Recast the part of the entries below that opens with the line containing "Mark the innermost point of each instance of the black and" and runs through the end of the entries as a Markdown table with the columns Row and Line. Give each line a row number, and omit blank lines.

## Dataset excerpt
## BEGIN

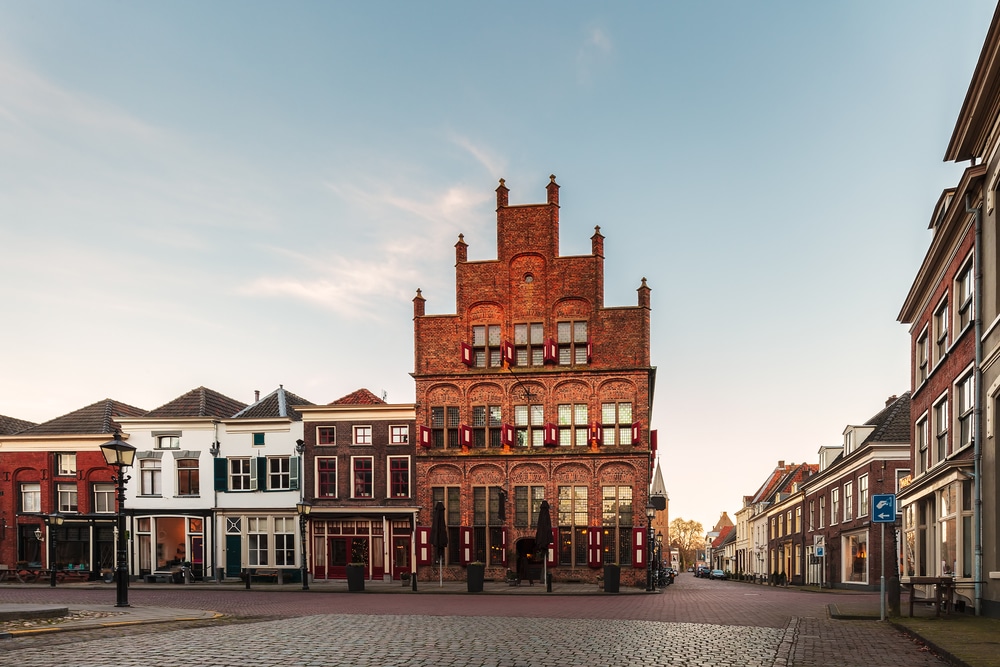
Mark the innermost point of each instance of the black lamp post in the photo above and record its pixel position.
(120, 454)
(303, 509)
(650, 514)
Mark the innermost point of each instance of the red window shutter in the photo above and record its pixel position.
(465, 542)
(507, 351)
(594, 551)
(424, 436)
(425, 552)
(639, 550)
(596, 434)
(550, 351)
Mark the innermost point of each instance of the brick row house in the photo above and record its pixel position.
(534, 390)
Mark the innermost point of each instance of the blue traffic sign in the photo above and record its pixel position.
(884, 507)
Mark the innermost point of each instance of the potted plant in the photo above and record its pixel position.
(612, 577)
(475, 573)
(355, 577)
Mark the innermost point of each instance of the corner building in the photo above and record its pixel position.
(534, 390)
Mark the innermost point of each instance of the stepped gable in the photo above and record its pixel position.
(10, 425)
(200, 402)
(276, 404)
(95, 418)
(359, 397)
(892, 424)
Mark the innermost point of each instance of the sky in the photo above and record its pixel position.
(245, 194)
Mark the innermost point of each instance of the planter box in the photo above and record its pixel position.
(474, 574)
(355, 578)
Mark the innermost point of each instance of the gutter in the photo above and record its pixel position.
(977, 422)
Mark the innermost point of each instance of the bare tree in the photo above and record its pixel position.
(686, 537)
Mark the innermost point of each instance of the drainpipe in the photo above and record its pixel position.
(977, 423)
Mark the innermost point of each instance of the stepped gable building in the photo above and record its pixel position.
(57, 467)
(534, 390)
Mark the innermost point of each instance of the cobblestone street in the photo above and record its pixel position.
(727, 624)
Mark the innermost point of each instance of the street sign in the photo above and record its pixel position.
(884, 507)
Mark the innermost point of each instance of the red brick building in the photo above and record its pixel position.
(534, 390)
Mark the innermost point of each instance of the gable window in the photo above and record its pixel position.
(964, 287)
(326, 476)
(444, 427)
(921, 353)
(572, 339)
(150, 480)
(573, 424)
(361, 470)
(486, 346)
(104, 498)
(529, 344)
(362, 435)
(279, 473)
(450, 496)
(529, 422)
(66, 462)
(242, 474)
(399, 476)
(187, 477)
(67, 497)
(863, 495)
(168, 442)
(964, 395)
(31, 497)
(848, 501)
(941, 430)
(326, 435)
(399, 435)
(486, 420)
(616, 423)
(940, 332)
(572, 521)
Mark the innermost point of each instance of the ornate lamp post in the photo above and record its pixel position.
(650, 514)
(303, 509)
(120, 454)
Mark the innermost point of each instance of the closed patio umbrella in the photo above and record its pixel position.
(439, 538)
(543, 538)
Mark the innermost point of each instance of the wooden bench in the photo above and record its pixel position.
(944, 587)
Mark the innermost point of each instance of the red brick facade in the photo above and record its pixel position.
(533, 389)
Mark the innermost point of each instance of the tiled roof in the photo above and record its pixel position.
(10, 426)
(276, 404)
(359, 397)
(200, 402)
(96, 418)
(892, 424)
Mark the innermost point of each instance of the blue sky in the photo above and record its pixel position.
(242, 194)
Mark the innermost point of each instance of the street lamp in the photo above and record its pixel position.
(650, 514)
(120, 454)
(54, 520)
(303, 508)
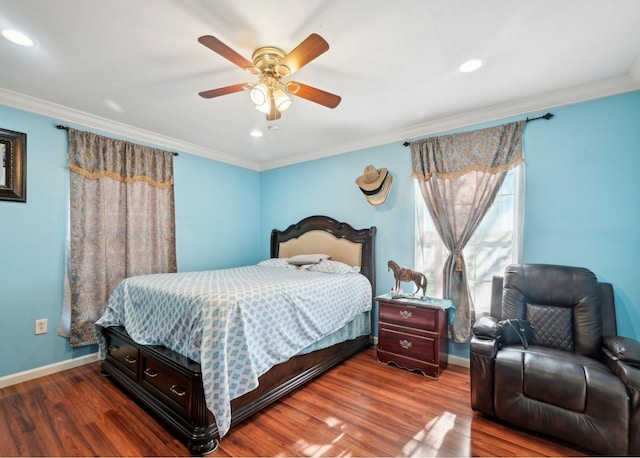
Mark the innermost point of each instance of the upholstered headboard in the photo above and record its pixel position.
(322, 234)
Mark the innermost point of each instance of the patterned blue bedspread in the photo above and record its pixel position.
(237, 323)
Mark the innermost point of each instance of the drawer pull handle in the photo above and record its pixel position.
(151, 373)
(178, 390)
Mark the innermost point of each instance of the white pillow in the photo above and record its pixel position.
(333, 267)
(274, 262)
(304, 259)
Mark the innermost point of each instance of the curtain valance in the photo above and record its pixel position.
(491, 150)
(94, 156)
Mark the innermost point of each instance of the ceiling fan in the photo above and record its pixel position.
(273, 66)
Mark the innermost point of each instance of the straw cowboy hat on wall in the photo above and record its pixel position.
(375, 184)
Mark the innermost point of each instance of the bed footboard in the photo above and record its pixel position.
(169, 385)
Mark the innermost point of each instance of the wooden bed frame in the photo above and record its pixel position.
(170, 385)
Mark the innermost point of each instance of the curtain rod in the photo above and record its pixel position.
(544, 116)
(61, 127)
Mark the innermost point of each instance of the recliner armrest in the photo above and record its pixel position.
(623, 348)
(486, 327)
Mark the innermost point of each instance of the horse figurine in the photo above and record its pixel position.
(407, 275)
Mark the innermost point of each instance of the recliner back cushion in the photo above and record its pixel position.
(539, 292)
(553, 326)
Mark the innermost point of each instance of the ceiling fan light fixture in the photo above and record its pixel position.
(282, 101)
(472, 65)
(18, 38)
(282, 70)
(259, 94)
(292, 87)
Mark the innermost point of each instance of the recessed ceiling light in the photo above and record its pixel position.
(18, 38)
(113, 105)
(472, 65)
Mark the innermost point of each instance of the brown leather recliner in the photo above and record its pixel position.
(577, 380)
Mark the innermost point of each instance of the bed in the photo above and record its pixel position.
(200, 372)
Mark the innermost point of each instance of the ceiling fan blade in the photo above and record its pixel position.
(305, 52)
(274, 113)
(313, 94)
(223, 91)
(225, 51)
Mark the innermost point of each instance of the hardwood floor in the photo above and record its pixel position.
(360, 408)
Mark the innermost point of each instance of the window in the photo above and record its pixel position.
(496, 243)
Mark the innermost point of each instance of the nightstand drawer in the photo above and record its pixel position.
(408, 345)
(408, 315)
(123, 354)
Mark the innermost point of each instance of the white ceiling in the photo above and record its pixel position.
(393, 62)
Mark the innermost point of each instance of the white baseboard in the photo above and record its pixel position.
(458, 361)
(49, 369)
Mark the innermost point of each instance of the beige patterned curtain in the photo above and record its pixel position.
(459, 176)
(122, 222)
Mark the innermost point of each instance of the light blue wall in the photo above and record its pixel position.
(217, 220)
(582, 198)
(582, 209)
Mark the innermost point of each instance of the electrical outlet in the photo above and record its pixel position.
(41, 326)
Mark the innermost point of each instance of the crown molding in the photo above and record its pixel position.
(527, 106)
(635, 71)
(87, 120)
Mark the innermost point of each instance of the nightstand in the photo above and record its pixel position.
(412, 333)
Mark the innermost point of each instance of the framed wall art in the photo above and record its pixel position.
(13, 168)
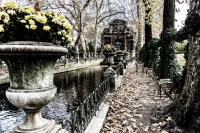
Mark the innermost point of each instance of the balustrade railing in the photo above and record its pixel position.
(82, 115)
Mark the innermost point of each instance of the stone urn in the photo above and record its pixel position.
(120, 57)
(109, 58)
(31, 70)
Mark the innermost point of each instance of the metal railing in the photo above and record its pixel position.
(82, 115)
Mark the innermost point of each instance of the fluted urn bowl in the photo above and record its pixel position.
(109, 58)
(31, 70)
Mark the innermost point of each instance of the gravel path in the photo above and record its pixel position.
(132, 108)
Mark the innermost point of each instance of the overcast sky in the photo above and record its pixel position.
(181, 16)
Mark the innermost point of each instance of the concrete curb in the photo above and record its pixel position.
(97, 122)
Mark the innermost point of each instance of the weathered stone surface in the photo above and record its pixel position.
(30, 66)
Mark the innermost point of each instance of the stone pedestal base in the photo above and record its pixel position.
(50, 127)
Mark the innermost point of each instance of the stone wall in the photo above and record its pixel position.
(187, 111)
(59, 68)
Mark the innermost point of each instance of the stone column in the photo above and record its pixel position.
(77, 57)
(125, 43)
(112, 74)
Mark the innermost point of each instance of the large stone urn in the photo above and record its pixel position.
(31, 70)
(109, 58)
(119, 57)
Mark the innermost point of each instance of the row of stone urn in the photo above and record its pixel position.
(121, 62)
(113, 58)
(31, 70)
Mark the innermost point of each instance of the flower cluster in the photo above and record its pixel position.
(120, 51)
(108, 48)
(25, 23)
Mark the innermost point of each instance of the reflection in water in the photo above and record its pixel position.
(73, 88)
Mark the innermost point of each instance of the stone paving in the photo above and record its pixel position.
(133, 104)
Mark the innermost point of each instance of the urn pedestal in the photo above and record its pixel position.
(109, 58)
(119, 58)
(31, 70)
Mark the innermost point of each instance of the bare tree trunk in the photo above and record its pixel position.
(148, 31)
(167, 52)
(140, 29)
(187, 111)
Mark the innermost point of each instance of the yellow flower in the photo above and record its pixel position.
(23, 21)
(27, 26)
(67, 26)
(11, 12)
(29, 10)
(64, 32)
(21, 9)
(48, 13)
(4, 17)
(11, 4)
(46, 28)
(33, 27)
(69, 39)
(28, 17)
(55, 20)
(72, 43)
(61, 16)
(41, 19)
(31, 22)
(1, 28)
(5, 21)
(59, 33)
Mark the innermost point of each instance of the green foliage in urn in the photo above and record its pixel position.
(26, 24)
(108, 48)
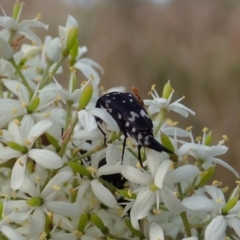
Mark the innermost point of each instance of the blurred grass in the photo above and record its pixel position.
(194, 43)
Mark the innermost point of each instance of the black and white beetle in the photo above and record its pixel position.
(132, 119)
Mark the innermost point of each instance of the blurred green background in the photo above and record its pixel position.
(193, 43)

## END

## The response
| Row | Line |
|---|---|
| 1 | Mark the innermost point of each instance of the black and white beetle in the photo above and record its pixel position. |
| 2 | (132, 119) |
| 3 | Mark the innermost point of each instance of the blurred green background in the photo above and record its pixel position. |
| 4 | (193, 43) |